Material provided>

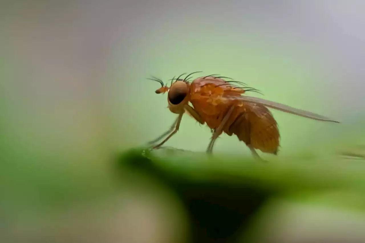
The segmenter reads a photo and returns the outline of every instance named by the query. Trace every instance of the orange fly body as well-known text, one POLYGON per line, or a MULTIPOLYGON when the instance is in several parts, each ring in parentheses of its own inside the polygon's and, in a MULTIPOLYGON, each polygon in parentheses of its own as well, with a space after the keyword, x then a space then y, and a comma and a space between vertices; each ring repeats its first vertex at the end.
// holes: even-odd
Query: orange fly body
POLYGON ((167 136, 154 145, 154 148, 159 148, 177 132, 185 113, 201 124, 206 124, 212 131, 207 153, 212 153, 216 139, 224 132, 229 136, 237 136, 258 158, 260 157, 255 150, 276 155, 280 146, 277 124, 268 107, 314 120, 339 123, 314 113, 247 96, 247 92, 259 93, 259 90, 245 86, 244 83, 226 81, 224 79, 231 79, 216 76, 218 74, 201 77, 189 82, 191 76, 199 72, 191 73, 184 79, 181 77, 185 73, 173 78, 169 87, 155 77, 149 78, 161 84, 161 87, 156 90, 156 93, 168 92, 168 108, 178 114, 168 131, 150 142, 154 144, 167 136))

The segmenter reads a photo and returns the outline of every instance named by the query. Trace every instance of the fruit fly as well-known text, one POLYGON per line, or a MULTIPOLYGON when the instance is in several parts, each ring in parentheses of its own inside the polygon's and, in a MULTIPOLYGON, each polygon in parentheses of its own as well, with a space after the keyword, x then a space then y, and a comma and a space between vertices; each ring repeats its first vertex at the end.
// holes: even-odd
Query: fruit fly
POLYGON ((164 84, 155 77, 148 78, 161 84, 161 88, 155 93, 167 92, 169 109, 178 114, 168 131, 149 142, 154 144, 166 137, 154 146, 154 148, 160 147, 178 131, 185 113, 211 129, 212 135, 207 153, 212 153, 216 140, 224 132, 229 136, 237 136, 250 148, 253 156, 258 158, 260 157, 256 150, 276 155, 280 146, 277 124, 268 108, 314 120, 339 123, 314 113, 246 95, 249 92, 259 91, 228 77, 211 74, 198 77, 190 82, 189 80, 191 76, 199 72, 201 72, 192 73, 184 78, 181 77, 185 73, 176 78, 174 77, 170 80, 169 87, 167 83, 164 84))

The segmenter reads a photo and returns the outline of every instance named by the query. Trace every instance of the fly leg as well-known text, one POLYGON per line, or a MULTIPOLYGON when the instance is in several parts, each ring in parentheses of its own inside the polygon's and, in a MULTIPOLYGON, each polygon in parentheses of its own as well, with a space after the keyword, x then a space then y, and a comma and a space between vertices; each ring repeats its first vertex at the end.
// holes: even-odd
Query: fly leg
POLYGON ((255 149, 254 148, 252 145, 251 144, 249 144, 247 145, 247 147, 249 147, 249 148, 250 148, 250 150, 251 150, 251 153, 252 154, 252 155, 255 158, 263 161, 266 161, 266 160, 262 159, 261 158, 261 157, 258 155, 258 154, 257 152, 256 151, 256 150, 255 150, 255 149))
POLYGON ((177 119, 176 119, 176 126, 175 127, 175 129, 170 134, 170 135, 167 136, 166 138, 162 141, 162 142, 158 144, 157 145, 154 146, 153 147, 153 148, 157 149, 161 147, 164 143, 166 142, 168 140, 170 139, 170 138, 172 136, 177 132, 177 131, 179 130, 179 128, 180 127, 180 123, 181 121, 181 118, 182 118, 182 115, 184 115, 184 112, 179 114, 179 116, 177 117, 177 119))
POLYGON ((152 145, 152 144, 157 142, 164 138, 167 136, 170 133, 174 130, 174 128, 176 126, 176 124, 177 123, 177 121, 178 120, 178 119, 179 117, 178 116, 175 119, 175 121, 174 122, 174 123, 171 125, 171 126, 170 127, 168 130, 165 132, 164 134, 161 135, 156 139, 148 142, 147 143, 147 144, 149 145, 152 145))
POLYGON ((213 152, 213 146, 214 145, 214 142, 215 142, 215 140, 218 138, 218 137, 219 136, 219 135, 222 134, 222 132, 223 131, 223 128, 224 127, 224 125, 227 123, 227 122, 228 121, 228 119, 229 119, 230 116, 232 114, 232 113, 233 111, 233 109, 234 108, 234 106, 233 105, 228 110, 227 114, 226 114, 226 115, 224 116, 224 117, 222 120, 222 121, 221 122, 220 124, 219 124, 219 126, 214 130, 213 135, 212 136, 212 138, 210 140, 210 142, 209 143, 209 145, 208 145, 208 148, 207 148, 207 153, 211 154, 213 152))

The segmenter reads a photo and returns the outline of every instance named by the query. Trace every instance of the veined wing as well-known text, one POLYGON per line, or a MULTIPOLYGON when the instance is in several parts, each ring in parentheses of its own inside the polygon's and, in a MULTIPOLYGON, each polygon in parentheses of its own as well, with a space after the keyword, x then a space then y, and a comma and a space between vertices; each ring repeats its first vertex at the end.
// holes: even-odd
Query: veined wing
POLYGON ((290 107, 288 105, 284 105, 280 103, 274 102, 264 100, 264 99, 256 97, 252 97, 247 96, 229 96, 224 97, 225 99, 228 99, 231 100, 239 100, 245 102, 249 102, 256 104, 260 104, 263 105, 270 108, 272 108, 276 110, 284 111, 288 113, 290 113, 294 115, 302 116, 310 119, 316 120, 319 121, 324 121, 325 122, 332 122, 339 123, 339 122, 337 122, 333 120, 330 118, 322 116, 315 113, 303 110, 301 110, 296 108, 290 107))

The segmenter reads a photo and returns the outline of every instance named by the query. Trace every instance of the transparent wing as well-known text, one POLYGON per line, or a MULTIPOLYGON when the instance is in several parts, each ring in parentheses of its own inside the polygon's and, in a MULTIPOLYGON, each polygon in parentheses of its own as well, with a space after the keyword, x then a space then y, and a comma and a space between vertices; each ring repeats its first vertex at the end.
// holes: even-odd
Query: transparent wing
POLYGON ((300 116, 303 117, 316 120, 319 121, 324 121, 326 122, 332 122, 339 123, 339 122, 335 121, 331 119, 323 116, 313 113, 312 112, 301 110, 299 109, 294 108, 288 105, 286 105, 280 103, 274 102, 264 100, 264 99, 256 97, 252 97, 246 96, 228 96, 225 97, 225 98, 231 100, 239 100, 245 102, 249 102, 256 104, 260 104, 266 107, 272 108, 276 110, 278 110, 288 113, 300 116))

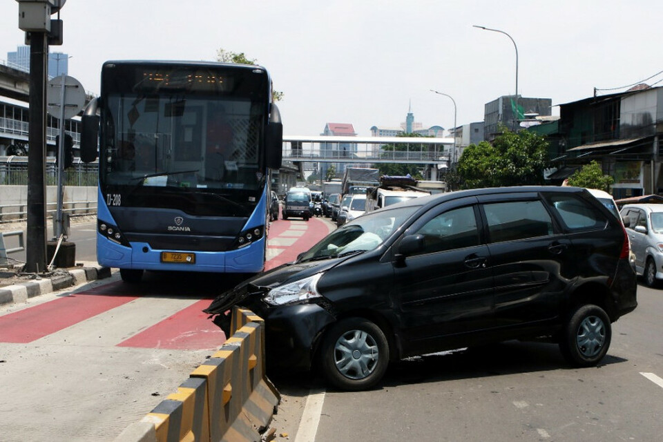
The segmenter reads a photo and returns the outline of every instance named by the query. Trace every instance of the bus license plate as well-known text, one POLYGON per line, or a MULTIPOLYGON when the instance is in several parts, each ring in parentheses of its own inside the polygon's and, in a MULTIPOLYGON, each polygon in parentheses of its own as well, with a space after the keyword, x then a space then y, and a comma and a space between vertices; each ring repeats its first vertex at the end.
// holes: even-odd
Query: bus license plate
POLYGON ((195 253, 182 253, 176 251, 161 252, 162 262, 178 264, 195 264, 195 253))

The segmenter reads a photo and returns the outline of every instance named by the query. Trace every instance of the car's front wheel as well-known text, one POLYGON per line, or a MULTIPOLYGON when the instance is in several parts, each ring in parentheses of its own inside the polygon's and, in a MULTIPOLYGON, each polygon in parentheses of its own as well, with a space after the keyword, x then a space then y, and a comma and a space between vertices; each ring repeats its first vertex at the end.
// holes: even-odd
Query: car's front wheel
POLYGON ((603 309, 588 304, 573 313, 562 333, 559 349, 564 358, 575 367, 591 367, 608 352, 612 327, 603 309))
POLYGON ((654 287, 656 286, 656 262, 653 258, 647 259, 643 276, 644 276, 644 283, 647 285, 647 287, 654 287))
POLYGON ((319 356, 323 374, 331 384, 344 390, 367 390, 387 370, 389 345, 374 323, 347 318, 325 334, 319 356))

==

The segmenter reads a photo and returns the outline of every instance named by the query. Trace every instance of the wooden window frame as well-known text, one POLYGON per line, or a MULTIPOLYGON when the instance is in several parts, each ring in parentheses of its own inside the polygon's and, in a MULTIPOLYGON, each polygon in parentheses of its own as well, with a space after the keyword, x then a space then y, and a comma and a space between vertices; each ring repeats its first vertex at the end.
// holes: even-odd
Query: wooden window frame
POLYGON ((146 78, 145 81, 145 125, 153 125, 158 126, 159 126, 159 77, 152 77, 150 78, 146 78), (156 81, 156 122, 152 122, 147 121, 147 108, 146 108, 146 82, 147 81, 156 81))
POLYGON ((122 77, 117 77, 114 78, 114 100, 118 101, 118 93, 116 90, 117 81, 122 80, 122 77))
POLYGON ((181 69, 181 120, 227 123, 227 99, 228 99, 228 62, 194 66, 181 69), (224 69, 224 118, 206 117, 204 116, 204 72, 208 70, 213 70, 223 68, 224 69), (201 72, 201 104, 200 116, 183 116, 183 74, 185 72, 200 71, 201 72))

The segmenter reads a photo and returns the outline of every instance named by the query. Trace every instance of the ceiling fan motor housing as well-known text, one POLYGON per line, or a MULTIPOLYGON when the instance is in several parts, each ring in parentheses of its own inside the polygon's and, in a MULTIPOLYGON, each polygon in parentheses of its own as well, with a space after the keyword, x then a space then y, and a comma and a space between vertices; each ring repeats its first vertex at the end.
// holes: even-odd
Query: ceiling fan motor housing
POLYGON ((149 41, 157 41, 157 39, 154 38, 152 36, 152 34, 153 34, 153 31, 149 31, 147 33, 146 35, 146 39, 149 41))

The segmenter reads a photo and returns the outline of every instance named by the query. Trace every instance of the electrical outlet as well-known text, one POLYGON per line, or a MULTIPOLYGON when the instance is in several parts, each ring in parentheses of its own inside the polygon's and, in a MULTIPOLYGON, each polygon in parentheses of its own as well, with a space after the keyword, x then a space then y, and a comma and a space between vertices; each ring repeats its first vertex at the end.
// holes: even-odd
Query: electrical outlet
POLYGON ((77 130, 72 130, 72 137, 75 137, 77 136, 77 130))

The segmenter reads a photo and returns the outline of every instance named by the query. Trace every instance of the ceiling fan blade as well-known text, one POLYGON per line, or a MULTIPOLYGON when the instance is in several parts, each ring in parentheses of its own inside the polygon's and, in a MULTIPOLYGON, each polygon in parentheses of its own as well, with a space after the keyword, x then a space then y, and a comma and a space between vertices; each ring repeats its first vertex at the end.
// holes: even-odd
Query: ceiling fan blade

---

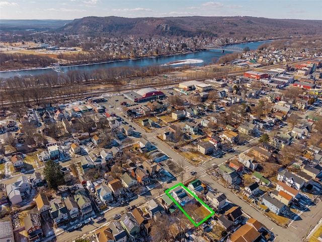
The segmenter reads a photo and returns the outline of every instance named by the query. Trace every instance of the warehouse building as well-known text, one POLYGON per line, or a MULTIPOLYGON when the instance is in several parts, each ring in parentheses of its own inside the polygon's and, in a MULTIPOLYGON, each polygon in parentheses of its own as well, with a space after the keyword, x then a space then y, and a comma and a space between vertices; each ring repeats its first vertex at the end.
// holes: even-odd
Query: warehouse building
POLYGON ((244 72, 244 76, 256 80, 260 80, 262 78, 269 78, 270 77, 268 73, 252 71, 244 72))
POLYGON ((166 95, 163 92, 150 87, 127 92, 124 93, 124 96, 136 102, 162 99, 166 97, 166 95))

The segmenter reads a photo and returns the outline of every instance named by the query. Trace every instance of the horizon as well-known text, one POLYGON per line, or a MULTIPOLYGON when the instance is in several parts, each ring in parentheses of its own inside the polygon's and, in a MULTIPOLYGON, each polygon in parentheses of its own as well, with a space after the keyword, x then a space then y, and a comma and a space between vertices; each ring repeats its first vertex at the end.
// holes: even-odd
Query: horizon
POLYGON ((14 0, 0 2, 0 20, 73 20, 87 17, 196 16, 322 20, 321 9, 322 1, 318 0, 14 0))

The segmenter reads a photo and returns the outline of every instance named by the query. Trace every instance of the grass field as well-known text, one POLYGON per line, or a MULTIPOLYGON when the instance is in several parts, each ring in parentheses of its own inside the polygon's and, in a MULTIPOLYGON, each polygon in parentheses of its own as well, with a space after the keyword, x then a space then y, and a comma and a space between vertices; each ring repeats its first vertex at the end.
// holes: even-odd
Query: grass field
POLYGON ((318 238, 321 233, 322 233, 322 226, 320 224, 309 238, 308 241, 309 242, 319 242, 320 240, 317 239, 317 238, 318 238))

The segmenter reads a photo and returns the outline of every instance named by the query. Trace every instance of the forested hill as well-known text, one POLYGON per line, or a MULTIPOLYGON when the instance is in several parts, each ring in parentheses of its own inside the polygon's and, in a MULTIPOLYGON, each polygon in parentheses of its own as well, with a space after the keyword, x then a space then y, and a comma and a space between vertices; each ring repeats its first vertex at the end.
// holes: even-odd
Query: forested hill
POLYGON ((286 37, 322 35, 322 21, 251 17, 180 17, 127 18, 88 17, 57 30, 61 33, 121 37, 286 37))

Written problem>
Duplicate the rows above exactly as they appear, starting from the line with "of the orange" and continuing through the line with "POLYGON ((167 136, 154", with both of those lines included.

Output of the exercise>
The segmenter reads a photo and returns the outline of every instance named by the query. Trace every instance of the orange fly body as well-known text, one POLYGON per line, or a MULTIPOLYGON when the instance is in several parts, each ring in parentheses of its own inside the polygon's and, in a MULTIPOLYGON, each polygon in parentheses of its own as well, with a space after the keyword, x then a space then y, and a comma and a space between vertices; each ring repeats its first vertex at the end.
// holes: even-odd
Query: orange fly body
POLYGON ((167 136, 154 145, 154 148, 159 148, 177 132, 185 113, 201 124, 206 124, 212 131, 207 153, 212 153, 216 139, 224 132, 229 136, 237 136, 258 158, 260 157, 255 150, 276 155, 280 146, 277 124, 268 107, 314 120, 339 123, 314 113, 247 96, 247 92, 259 93, 259 90, 245 86, 244 83, 226 81, 224 79, 231 79, 216 76, 218 74, 201 77, 189 82, 191 76, 199 72, 191 73, 184 79, 181 77, 185 73, 173 78, 169 87, 155 77, 149 78, 161 84, 161 87, 156 90, 156 93, 168 92, 168 108, 178 114, 168 131, 150 142, 154 144, 167 136))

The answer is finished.